Exercise instructions »
1 > List every person named in the excerpt on journalists and power, in the order each is first mentioned.
2 > Print the passage of the excerpt on journalists and power that begins at the words "Harold Evans, former" and stops after the words "we have courtiers.".

That’s what our journalists should have remembered, instead of boasting of the mission to Mars, haranguing foreigners on not appreciating India’s greatness, holding forth on New Delhi’s tolerance towards Kashmiri terrorists and urging Washington to recognise India as Asia’s dominant power. The vainglory left little scope for objective reporting. More than once, too, a TV anchor’s ignorance of the history of India-US relations was exposed. There was little attempt to examine past bilateral relations, India’s economic, political and strategic options, or likely US expectations. One had to rely on Al Jazeera for details of protests against Modi.
Two factors probably explain this abdication of journalistic responsibility. Adherence to the BJP is not one of them. The first is instinctive deference to power; the second, a yearning to be player and not voyeur that makes even many responsible senior journalists boast of having shaped the events they are assigned to cover.
When the Press Council huffs and puffs about “paid journalism”, which is a serious enough menace, it blames businessmen and industrialists, forgetting that the government in its many avatars is the country’s biggest employer and the richest source of patronage. It appoints journalists as envoys, sends them to the Rajya Sabha, includes them in official delegations, provides housing and distributes many other forms of largesse.
Nor does the government hesitate to use its power. When it didn’t like the man a leading national daily had nominated to cover an international conference, the external affairs ministry’s official spokesman (this was long before the amiable Syed Akbaruddin) bluntly ordered the editor to send someone else. Journalists, the spokesman explained, were part of India’s official delegation and should, therefore, enjoy official benediction. Even the editor was flatteringly told he was an official of sorts, since he could choose a member of the delegation. In any case, the editor was himself in the running for various officials perks. He did as he was told.
Many Western media institutions reject government hospitality. If its reporter accompanies the president or prime minister on an official trip, the newspaper or TV channel insists on paying its own costs. Of course, there are other ways of winning over reporters.
An American journalist — Tom Wicker of The New York Times — wrote that Henry Kissinger’s practice of calling journalists by their first names (could the courtesy be reciprocated?) suborned independence more surely than any bribe. Stephens obviously made an exception of Rajaji when he warned against getting too close to people in power because of the “peril in confidences.” He wrote in 1945, “A journalist must guard against accepting any (confidences) that seem designed to curtail his scope for comment. Great men are not always scrupulous. Of late a publicity technique has developed for nobbling writers of integrity and conscience, by deliberately divulging secrets to them, reckoning that this will stop their writing about or around that subject.”
Harold Evans, former editor of Britain’s The Times and Sunday Times, backs Rajaji’s assessment. “Government just cannot govern well without reliable independent reporting and criticism,” he writes in his memoirs. “No intelligence system, no bureaucracy, can offer the information provided by free competitive reporting; the cleverest agents of the secret police are inferior to the plodding reporter of the democracy.” We knew that already in 1977 when Indira Gandhi was so soundly defeated.
India-US relations, so necessary to attract capital for infrastructure, for technology transfer and to set up the manufacturing hub Modi desires, demands informed journalists capable to delivering impartial verdict. Instead, we have courtiers.

Record excerpts »
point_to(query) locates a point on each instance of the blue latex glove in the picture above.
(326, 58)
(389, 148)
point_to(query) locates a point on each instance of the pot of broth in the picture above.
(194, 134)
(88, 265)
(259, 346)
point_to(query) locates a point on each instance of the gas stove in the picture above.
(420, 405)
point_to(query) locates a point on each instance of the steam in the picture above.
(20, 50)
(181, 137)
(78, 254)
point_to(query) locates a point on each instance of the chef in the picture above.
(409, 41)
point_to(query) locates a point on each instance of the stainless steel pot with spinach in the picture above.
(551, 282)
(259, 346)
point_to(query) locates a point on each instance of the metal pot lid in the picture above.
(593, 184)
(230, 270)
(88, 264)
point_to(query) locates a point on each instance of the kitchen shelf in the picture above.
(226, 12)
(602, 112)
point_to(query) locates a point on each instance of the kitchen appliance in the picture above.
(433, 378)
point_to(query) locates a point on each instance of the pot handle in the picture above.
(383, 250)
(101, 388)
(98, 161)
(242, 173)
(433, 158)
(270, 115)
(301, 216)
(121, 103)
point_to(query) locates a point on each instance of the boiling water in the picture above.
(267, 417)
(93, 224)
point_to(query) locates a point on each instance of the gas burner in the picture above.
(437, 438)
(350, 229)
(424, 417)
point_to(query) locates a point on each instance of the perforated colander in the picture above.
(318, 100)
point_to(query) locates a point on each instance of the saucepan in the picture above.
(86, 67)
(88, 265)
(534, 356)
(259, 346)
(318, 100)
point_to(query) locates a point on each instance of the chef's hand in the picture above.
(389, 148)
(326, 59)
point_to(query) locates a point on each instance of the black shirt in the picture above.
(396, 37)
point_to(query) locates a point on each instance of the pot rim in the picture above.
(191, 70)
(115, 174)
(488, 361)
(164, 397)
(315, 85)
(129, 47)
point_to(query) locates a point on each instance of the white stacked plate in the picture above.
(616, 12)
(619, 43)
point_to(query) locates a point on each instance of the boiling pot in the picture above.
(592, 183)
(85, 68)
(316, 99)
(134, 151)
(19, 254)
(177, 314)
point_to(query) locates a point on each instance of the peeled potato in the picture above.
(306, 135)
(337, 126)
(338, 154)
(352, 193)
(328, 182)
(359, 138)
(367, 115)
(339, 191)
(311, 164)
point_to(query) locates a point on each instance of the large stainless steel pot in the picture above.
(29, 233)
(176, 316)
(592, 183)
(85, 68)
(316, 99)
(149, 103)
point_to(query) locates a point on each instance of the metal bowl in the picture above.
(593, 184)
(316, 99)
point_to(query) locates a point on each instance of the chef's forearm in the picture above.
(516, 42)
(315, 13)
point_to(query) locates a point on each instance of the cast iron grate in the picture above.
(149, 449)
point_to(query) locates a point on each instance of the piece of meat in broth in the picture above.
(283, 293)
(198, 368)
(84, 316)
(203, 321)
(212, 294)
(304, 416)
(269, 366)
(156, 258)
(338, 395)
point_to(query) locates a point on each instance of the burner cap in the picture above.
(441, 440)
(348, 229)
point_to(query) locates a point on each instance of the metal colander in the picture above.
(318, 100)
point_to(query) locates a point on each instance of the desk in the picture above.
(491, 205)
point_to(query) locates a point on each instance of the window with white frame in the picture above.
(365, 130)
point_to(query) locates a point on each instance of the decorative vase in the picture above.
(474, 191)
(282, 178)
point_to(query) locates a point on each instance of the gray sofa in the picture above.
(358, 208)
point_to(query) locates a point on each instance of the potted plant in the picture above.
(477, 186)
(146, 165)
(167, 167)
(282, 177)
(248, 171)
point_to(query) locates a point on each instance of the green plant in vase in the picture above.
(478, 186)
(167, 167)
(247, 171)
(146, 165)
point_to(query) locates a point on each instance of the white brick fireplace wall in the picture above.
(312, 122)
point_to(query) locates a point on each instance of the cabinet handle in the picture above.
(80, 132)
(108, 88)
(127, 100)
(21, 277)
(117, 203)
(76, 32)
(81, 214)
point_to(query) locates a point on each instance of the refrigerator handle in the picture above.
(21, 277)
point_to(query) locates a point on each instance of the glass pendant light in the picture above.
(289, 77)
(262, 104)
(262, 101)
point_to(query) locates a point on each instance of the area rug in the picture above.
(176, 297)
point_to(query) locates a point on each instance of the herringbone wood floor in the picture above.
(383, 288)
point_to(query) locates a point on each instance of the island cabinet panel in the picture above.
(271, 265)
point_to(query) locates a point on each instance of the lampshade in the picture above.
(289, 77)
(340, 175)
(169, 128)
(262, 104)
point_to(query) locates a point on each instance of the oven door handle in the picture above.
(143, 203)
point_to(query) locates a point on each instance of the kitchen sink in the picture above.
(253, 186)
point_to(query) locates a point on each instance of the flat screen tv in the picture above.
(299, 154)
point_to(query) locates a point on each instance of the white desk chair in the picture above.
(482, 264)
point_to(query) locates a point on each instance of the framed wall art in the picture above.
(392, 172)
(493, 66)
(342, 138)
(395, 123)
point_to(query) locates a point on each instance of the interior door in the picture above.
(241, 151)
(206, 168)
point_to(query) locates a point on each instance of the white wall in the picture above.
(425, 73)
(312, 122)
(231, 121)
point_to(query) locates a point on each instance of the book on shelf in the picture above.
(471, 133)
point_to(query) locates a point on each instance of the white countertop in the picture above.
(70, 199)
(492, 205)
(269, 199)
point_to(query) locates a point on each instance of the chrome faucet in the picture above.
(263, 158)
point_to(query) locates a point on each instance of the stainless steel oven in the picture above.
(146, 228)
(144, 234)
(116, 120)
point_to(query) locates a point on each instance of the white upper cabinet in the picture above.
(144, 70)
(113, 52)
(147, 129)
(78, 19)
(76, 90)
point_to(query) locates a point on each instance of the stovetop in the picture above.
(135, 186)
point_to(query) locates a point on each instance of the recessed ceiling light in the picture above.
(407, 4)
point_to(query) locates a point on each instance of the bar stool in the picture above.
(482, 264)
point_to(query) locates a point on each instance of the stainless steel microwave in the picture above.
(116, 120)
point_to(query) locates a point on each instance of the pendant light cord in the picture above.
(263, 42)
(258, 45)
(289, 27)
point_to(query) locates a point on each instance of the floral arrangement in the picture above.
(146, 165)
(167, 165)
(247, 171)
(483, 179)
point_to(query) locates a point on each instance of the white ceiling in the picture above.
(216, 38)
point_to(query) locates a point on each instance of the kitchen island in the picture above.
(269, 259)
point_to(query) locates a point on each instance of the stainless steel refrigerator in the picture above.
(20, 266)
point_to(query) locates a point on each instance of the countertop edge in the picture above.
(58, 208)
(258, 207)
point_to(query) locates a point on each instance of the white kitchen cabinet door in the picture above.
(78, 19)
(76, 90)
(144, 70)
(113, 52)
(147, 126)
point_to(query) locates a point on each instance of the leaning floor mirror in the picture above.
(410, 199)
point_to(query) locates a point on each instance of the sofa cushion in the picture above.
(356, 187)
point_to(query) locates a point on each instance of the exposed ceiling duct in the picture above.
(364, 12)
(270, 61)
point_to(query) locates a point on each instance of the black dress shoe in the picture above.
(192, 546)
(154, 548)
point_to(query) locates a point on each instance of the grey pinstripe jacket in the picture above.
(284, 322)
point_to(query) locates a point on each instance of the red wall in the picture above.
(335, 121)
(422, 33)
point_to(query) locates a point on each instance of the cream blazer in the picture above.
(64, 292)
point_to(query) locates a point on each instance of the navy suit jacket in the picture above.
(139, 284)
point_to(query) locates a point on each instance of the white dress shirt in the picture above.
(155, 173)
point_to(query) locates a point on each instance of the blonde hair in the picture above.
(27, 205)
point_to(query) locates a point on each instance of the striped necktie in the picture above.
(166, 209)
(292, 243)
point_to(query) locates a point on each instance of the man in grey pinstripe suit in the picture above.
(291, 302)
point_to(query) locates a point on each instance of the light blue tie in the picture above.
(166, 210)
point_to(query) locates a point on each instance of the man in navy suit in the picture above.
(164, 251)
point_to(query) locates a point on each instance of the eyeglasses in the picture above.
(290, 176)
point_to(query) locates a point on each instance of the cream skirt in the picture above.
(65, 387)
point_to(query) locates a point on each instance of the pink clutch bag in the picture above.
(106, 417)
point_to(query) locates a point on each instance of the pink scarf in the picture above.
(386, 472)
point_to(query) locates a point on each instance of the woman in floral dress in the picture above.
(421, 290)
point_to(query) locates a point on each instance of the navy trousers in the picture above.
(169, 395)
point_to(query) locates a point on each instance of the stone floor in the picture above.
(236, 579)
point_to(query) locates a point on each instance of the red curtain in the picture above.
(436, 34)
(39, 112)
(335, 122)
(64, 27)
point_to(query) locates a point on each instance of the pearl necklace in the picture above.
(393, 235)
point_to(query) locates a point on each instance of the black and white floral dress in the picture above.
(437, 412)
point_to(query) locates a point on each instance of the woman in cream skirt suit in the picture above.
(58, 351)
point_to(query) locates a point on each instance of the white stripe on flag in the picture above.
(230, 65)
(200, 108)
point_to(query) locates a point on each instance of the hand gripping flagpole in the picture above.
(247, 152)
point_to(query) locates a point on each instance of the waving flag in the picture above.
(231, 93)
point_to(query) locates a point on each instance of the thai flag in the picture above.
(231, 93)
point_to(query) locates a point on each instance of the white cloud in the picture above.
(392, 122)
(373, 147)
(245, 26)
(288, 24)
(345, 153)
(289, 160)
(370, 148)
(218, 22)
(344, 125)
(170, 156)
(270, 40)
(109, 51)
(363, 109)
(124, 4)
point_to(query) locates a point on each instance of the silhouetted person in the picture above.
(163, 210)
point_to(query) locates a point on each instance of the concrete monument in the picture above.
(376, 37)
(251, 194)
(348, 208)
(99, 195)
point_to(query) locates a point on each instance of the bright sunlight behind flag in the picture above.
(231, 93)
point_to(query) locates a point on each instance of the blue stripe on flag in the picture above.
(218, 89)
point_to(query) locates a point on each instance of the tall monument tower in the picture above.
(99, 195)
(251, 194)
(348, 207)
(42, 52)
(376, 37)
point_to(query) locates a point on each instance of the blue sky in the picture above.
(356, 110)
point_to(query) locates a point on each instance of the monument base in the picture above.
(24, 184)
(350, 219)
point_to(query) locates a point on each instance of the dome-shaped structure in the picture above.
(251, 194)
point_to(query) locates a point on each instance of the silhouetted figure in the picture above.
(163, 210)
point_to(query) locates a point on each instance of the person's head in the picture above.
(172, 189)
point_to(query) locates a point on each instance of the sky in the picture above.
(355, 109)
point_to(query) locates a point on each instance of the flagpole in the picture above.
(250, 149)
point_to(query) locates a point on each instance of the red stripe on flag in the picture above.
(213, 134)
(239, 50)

Numbered answers »
1 >
Modi
Syed Akbaruddin
Tom Wicker
Henry Kissinger
Stephens
Rajaji
Harold Evans
Indira Gandhi

2 >
Harold Evans, former editor of Britain’s The Times and Sunday Times, backs Rajaji’s assessment. “Government just cannot govern well without reliable independent reporting and criticism,” he writes in his memoirs. “No intelligence system, no bureaucracy, can offer the information provided by free competitive reporting; the cleverest agents of the secret police are inferior to the plodding reporter of the democracy.” We knew that already in 1977 when Indira Gandhi was so soundly defeated.
India-US relations, so necessary to attract capital for infrastructure, for technology transfer and to set up the manufacturing hub Modi desires, demands informed journalists capable to delivering impartial verdict. Instead, we have courtiers.